Rewrite the data from the line with "Target: wooden chair back" up to and including the line with "[(138, 223), (105, 214)]", swapping "wooden chair back" for "metal chair back" and leaving everything else as it stands.
════════
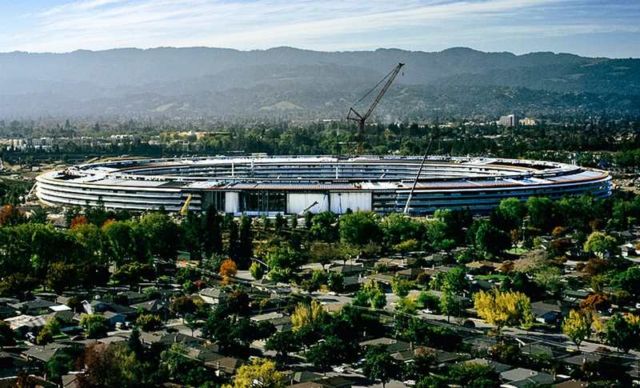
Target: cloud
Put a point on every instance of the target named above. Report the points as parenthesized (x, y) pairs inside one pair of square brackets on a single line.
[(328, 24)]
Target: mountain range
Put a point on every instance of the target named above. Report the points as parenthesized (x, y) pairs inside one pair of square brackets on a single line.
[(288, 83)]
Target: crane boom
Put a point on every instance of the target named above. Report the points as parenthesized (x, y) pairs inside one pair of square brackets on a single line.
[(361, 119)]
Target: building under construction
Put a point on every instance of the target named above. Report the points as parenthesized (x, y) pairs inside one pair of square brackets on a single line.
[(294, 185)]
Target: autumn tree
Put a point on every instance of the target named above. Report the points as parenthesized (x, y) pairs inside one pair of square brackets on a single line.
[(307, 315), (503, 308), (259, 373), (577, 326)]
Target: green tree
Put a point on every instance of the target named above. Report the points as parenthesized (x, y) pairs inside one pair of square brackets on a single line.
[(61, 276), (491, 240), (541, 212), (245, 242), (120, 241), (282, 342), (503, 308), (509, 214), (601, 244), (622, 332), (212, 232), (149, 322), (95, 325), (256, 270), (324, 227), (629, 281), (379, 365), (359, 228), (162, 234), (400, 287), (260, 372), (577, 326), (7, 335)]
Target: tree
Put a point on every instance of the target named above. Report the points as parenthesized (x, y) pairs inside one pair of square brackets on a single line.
════════
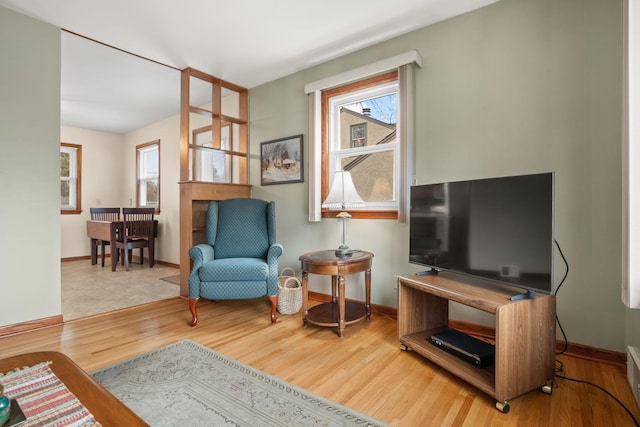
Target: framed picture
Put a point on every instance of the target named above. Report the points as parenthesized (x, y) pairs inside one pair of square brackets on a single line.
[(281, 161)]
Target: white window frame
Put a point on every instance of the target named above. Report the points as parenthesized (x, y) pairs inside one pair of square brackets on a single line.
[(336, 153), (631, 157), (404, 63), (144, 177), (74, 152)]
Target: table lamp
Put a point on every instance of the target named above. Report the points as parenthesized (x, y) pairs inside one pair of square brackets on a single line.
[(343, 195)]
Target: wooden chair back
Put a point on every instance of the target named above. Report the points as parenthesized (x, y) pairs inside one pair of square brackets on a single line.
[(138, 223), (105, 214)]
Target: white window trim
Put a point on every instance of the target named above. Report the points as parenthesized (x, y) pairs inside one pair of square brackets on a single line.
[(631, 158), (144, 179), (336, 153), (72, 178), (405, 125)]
════════
◆ RESULT OF THIS EXERCISE
Target: metal chair back
Put a point on every instance of the target named above. Report the points as parenthesized (x, y) pairs inside one pair of square brackets on a single line.
[(138, 223), (105, 214)]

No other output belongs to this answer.